▸ **Set exercise**:
Format every line of the items below as a numbered list, skipping any blank lines and leaving the pictures out.
'''
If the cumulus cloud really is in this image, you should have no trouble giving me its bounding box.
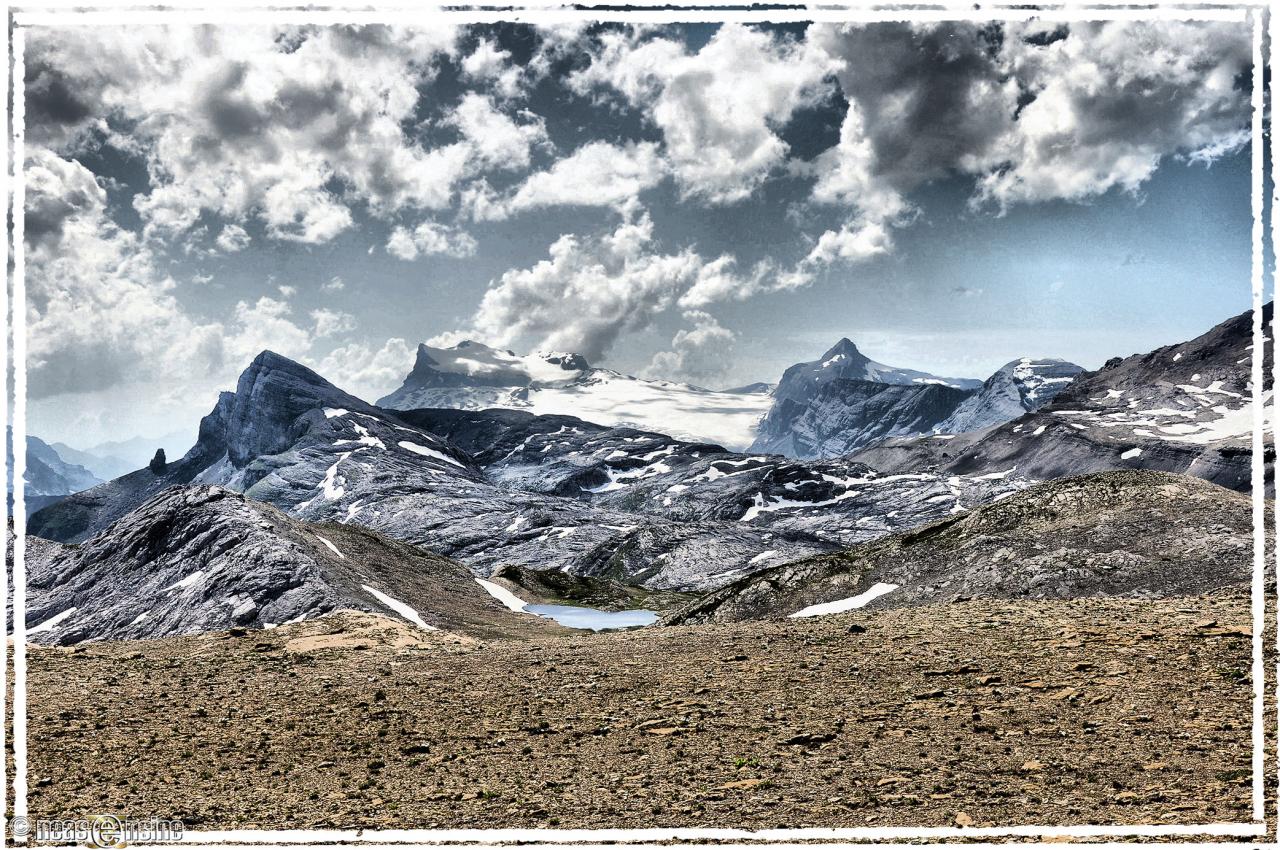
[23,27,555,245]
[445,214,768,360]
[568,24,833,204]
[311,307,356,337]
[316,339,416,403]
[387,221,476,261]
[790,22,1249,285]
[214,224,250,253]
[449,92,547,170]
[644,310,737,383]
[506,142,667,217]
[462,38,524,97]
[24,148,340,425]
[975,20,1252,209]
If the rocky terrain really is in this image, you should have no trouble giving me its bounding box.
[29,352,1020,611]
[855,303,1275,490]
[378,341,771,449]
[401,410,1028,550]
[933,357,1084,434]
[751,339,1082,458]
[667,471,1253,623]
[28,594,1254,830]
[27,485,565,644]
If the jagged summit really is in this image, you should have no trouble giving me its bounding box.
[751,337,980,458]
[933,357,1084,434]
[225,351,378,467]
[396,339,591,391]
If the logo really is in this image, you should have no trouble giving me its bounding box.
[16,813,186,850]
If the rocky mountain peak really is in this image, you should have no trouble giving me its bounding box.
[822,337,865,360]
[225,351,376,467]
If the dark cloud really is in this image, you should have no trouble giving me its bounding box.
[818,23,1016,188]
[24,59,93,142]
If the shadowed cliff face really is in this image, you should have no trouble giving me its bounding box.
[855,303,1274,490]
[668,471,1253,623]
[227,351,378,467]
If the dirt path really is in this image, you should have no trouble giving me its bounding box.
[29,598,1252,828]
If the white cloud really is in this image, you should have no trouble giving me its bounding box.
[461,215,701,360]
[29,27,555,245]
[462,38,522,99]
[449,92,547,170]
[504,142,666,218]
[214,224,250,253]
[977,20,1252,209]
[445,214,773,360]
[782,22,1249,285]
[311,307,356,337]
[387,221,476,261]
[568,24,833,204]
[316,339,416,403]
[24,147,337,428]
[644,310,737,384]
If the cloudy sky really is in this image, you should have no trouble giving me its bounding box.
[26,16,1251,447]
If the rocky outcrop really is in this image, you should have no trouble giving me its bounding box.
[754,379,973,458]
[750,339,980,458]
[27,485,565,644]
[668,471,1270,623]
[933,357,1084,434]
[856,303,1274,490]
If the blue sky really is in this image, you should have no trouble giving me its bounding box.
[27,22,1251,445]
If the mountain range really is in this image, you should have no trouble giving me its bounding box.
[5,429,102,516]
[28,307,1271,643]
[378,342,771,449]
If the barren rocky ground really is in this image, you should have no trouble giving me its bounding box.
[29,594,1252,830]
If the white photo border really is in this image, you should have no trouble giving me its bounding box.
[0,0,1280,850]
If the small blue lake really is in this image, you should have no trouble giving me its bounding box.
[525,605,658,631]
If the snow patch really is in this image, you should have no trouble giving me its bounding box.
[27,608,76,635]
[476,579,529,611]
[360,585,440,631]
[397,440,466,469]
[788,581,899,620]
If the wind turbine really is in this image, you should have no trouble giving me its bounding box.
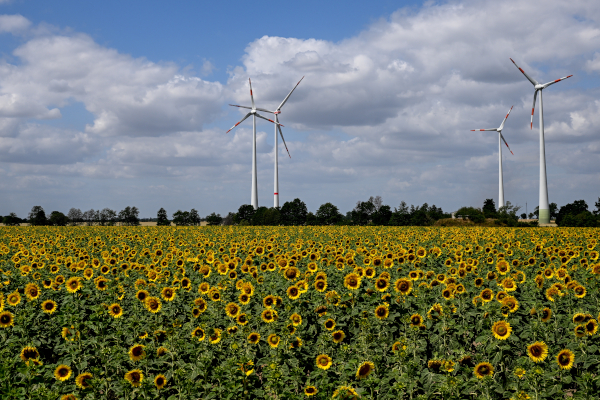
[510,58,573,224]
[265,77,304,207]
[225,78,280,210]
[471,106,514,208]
'''
▸ **Reply**:
1. If the cumulus cloud really is in this image, you should have no trouble giving me its bounding box.
2. [23,27,555,245]
3. [445,214,768,360]
4. [568,24,833,204]
5. [311,307,356,337]
6. [316,339,416,403]
7. [387,221,476,261]
8. [790,22,1249,285]
9. [214,224,250,253]
10. [449,92,547,170]
11. [644,310,737,383]
12. [506,142,667,217]
13. [462,38,524,97]
14. [24,148,340,425]
15. [975,20,1252,209]
16. If the rocky terrain really is in this image, you should have no trouble giving me its bounding box.
17. [29,352,1020,611]
18. [855,303,1275,490]
19. [378,341,771,449]
20. [401,410,1028,550]
21. [933,357,1084,434]
22. [751,339,1082,458]
23. [667,471,1253,623]
24. [28,594,1254,830]
25. [27,485,565,644]
26. If the jagged summit really is in this image, you should have no trouble giving me its bounding box.
27. [751,337,980,458]
28. [933,357,1084,434]
29. [225,351,378,467]
30. [396,339,591,391]
31. If the logo really is in this image, you should have no trouble giving me its bounding box.
32. [16,813,186,850]
33. If the rocky mountain peak really is in this image, you should have no trouble giving me its bounding box.
34. [822,337,865,360]
35. [225,351,376,467]
36. If the dark cloud really is in this image, you should have no trouble giving me its bounding box.
37. [818,23,1016,188]
38. [24,59,93,142]
39. If the shadowed cliff face really is in this image, you should have no trouble giving me its bounding box.
40. [855,303,1274,490]
41. [668,471,1253,623]
42. [227,351,378,467]
43. If the dirt path really is in this image, you should have no trouble giving me its bounding box.
44. [29,598,1252,828]
45. If the white cloud really is in this image, you should have no trouble giving me its bounding box.
46. [461,215,701,360]
47. [29,27,555,245]
48. [462,38,522,99]
49. [449,92,547,170]
50. [504,142,666,218]
51. [214,224,250,253]
52. [977,20,1252,209]
53. [445,214,773,360]
54. [782,22,1249,285]
55. [311,307,356,337]
56. [387,221,476,261]
57. [568,24,833,204]
58. [316,339,416,403]
59. [24,147,337,428]
60. [644,310,737,384]
61. If the cloudy sky really is in this image, you should have no trouble giving me its bounding box.
62. [26,16,1251,447]
63. If the rocky outcrop really is in this image, you should have no trouble giving me its bounding box.
64. [754,379,973,458]
65. [750,339,980,458]
66. [27,485,565,644]
67. [668,471,1270,623]
68. [933,357,1084,434]
69. [856,303,1274,490]
70. If the blue sky really is in this image, you should have no trouble giving me its bounding box.
71. [27,22,1251,445]
72. If the mountain range really is in this image, you should have no trouble giving me its bounding box.
73. [5,429,102,516]
74. [28,307,1271,643]
75. [378,342,771,449]
76. If the barren rocky ground really is in this image, you should have no trouble giving me its bounding box.
77. [29,594,1252,830]
78. If the white photo border really is in this image, you should have no trouble giving me its bounding box.
79. [0,0,1280,850]
80. If the small blue lake really is in this image, you should have no trouble giving me its bounding box.
81. [525,605,658,631]
82. If the snow patch really is in this image, you should have no trouble giving me its bounding box.
83. [27,608,76,635]
84. [476,579,529,611]
85. [360,585,440,631]
86. [397,440,466,469]
87. [788,581,899,620]
88. If the wind turbine really is in this image, you should have no trouble giving me its bounding box.
89. [510,58,573,224]
90. [265,77,304,207]
91. [225,78,280,210]
92. [471,106,514,208]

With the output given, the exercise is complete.